------ ENTRIES PROVIDED ------
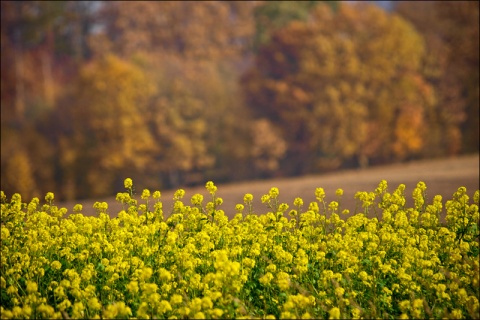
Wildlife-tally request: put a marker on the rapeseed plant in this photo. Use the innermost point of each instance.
(385, 261)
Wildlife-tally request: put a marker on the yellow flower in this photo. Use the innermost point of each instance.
(339, 192)
(274, 192)
(145, 194)
(334, 313)
(298, 202)
(176, 299)
(248, 198)
(265, 279)
(94, 304)
(178, 194)
(211, 187)
(128, 183)
(49, 197)
(132, 287)
(339, 292)
(31, 287)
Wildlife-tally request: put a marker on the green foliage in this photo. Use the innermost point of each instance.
(194, 262)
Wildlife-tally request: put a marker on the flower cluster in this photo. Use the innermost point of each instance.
(196, 263)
------
# [CHALLENGE]
Please edit the entries above, replacing "put a marker on" with "place a point on" throughout and leaving all else unchanged. Omit the pictures from your answer.

# [TASK RESPONSE]
Wildlife-tally request: place a point on the rapeseed plant in this photo. Use the innermost point of each instance.
(385, 261)
Wildlife-tally request: place a point on the yellow flower in this photo. Use the innermost point of each instance.
(339, 192)
(274, 192)
(145, 194)
(334, 313)
(298, 202)
(176, 299)
(248, 198)
(265, 279)
(94, 304)
(178, 194)
(211, 187)
(128, 183)
(49, 197)
(132, 287)
(339, 292)
(31, 287)
Wildlife-tally request: place a point on the green foliage in this photo. Use the innermost point of each instance.
(194, 262)
Wildlife-tally request: place a point on the flower cluster in this photo. Use the innermost point of each instance.
(196, 263)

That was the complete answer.